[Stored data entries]
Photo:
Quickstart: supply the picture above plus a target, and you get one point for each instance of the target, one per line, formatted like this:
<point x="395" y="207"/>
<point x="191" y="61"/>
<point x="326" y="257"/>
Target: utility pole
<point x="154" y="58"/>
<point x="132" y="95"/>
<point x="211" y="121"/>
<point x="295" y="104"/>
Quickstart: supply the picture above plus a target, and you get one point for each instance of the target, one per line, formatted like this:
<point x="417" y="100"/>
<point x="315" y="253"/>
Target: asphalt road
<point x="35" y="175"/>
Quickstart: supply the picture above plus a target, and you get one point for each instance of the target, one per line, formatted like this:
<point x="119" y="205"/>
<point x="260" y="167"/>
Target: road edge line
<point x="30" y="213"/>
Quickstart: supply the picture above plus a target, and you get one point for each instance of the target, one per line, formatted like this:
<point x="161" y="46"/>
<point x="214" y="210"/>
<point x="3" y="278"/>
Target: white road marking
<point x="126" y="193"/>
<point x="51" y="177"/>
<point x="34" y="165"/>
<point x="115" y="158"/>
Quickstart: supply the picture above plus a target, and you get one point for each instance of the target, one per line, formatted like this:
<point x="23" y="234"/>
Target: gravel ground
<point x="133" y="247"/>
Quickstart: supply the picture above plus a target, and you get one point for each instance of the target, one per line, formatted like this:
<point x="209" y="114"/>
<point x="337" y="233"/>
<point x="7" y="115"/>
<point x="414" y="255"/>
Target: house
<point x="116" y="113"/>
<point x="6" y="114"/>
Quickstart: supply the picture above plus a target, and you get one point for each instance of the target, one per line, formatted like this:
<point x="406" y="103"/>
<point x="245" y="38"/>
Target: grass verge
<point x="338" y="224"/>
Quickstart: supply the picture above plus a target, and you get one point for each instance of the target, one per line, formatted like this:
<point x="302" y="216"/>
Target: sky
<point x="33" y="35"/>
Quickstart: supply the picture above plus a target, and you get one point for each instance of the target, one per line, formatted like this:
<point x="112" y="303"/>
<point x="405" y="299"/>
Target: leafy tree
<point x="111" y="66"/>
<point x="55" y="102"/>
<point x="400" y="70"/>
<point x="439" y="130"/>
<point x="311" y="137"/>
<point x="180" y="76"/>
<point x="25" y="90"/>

__YOUR OBJECTIVE__. If a line appears above, it belongs in your answer, printed exactly.

__SOLUTION TO THIS EXERCISE__.
Photo:
Quickstart: supply the picture above plus a target, and you get one point for each instance of the target, one per line, formatted like this:
<point x="395" y="207"/>
<point x="191" y="61"/>
<point x="326" y="257"/>
Target: utility pole
<point x="154" y="58"/>
<point x="132" y="95"/>
<point x="211" y="121"/>
<point x="295" y="104"/>
Quickstart: supply the picture above plus a target, and you get one point for each instance of the target, one per line, formatted like this:
<point x="417" y="100"/>
<point x="315" y="253"/>
Target: asphalt road
<point x="35" y="175"/>
Quickstart: supply the picture above plus a target, and you get one point for each instance of the target, one per line, formatted like this:
<point x="119" y="205"/>
<point x="260" y="167"/>
Target: road edge line
<point x="30" y="213"/>
Quickstart: supply the picture above plus a target, and you get one point for each instance of the target, one per line, formatted like this:
<point x="161" y="46"/>
<point x="214" y="210"/>
<point x="3" y="278"/>
Target: white road marking
<point x="126" y="193"/>
<point x="51" y="177"/>
<point x="34" y="165"/>
<point x="115" y="158"/>
Quickstart: supply the picture above plus a target, and you get one point for each instance of the target, one per line, formatted like this:
<point x="23" y="234"/>
Target: gravel ground
<point x="133" y="247"/>
Quickstart: supply the picture above plus a target, and you get one point for each instance of the target, one per line, formatted like this:
<point x="209" y="114"/>
<point x="337" y="233"/>
<point x="7" y="115"/>
<point x="414" y="255"/>
Target: house
<point x="116" y="113"/>
<point x="6" y="114"/>
Quickstart: supply the picture above plus a target, and you get one point for each instance of the target, one per line, formatted like this:
<point x="406" y="103"/>
<point x="245" y="38"/>
Target: grass verge
<point x="338" y="224"/>
Quickstart: supply the picture above plus a target, and you get one point for each instance of the target, one per line, formatted like this:
<point x="302" y="216"/>
Target: sky
<point x="33" y="35"/>
Quickstart: supply the picture above plus a target, and you get one point for each instance of the target, one per line, formatted like this:
<point x="112" y="303"/>
<point x="405" y="299"/>
Target: leafy tree
<point x="111" y="66"/>
<point x="55" y="102"/>
<point x="400" y="70"/>
<point x="439" y="130"/>
<point x="311" y="137"/>
<point x="180" y="76"/>
<point x="25" y="90"/>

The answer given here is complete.